--- Kutipan Bacaan ---
━━━━━━━━━━━━━━━━━━━━

Akhirnya Mahkamah menyatakan mengabulkan seluruh permohonan Pemohon dimana Mahkamah menyatakan bank harus taat pada putusan pengadilan. Mahkamah berpendapat ketentuan yang menyatakan pengurus bank hanya tunduk pada peraturan tertentu yang berlaku hanya pada sector perbankan merupakan bentuk pengabaiian terhadap suatu putusan pengadilan.
Mahkamah mempertimbangkan banyak hal terlebih dahulu salah satu yang menjadi pertimbangan Mahkamah yakni sifat putusan yang telah memiliki kekuataan hokum mengikat sehingga harus dilaksanakan. Putusan yang demikian termasuk putusan pengadilan yang memiliki sifat kekuataan mengikat, kekuataan bukti dan kekuataan untuk dilaksanakan. Suatu putusan yang mempunyai kekuataan untuk dilaksanakan merupakan tindak lanjut dari putusan yang berasal dari proses hokum melalui peradilan penyelesaian sengketa yang mengikat.
Putusan yang demikian pun telah dianggap menjadi hokum bagi para pihak. Putusan yang mempunyai kekuataan hukum tetap harus dilaksanakan serta tidak dapat diubah oleh siapapun. Terlebih dengan menimbang perinsip adagium that judgment was that of God maka putuan pengadilan juga menempatkan putusan hakim sbg kebenaran terakhir dalam upaya penegakan hokum kebenaraan dan keadilaan.
Hal lain yang menjadi pertimbangan Mahkamah yakni bunyi ketentuan Pasal 40 ayat (1) UU Perbankan. Pasal tsb menegaskan bank harus tunduk kepada kepentingan peradilan. Pasal 42 ayat (1) UU Perbankan juga menyatakan “Untuk kepentingan peradilan dalam perkara pidana, Pimpinan BI dapat memberikan izizn kepada Polisi, Jaksa, Hakim untuk memperoleh keterangan dari bank mengenai simpanan tersangka atau terdakwa pada bank”.

━━━━━━━━━━━━━━━━━━━━

--- Data Tersedia ---
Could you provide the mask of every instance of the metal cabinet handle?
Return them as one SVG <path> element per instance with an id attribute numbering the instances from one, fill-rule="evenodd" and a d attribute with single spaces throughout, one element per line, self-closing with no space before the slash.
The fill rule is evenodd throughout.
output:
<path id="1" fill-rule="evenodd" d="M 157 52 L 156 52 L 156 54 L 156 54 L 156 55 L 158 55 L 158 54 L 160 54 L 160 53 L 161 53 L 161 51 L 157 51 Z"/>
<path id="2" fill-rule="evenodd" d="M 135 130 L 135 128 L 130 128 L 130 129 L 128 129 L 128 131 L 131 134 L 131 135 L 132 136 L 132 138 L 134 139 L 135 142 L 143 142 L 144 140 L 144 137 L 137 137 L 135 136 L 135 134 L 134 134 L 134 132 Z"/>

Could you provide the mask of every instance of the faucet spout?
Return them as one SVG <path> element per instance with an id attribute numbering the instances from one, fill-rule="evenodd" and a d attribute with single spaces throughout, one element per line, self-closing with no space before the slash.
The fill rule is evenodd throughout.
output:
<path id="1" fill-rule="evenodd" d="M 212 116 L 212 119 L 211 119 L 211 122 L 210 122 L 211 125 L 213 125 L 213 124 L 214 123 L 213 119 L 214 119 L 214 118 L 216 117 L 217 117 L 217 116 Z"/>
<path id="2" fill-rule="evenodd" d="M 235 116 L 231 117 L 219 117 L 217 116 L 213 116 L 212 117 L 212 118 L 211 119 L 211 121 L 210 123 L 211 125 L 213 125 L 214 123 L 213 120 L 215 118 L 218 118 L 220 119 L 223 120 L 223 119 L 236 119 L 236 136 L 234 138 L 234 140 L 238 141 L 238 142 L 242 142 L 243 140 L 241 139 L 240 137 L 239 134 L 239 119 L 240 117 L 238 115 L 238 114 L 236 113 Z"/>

━━━━━━━━━━━━━━━━━━━━

--- Petunjuk Pengerjaan ---
Salin tanpa perubahan bagian kutipan tentang putusan Mahkamah soal bank yang dibuka dengan kata-kata yang memuat "Mahkamah mempertimbangkan banyak" dan ditutup dengan "kebenaraan dan keadilaan.". Kerjakan hanya dengan berpegang pada kutipan bacaan di atas.

--- Jawaban Soal ---
Mahkamah mempertimbangkan banyak hal terlebih dahulu salah satu yang menjadi pertimbangan Mahkamah yakni sifat putusan yang telah memiliki kekuataan hokum mengikat sehingga harus dilaksanakan. Putusan yang demikian termasuk putusan pengadilan yang memiliki sifat kekuataan mengikat, kekuataan bukti dan kekuataan untuk dilaksanakan. Suatu putusan yang mempunyai kekuataan untuk dilaksanakan merupakan tindak lanjut dari putusan yang berasal dari proses hokum melalui peradilan penyelesaian sengketa yang mengikat.
Putusan yang demikian pun telah dianggap menjadi hokum bagi para pihak. Putusan yang mempunyai kekuataan hukum tetap harus dilaksanakan serta tidak dapat diubah oleh siapapun. Terlebih dengan menimbang perinsip adagium that judgment was that of God maka putuan pengadilan juga menempatkan putusan hakim sbg kebenaran terakhir dalam upaya penegakan hokum kebenaraan dan keadilaan.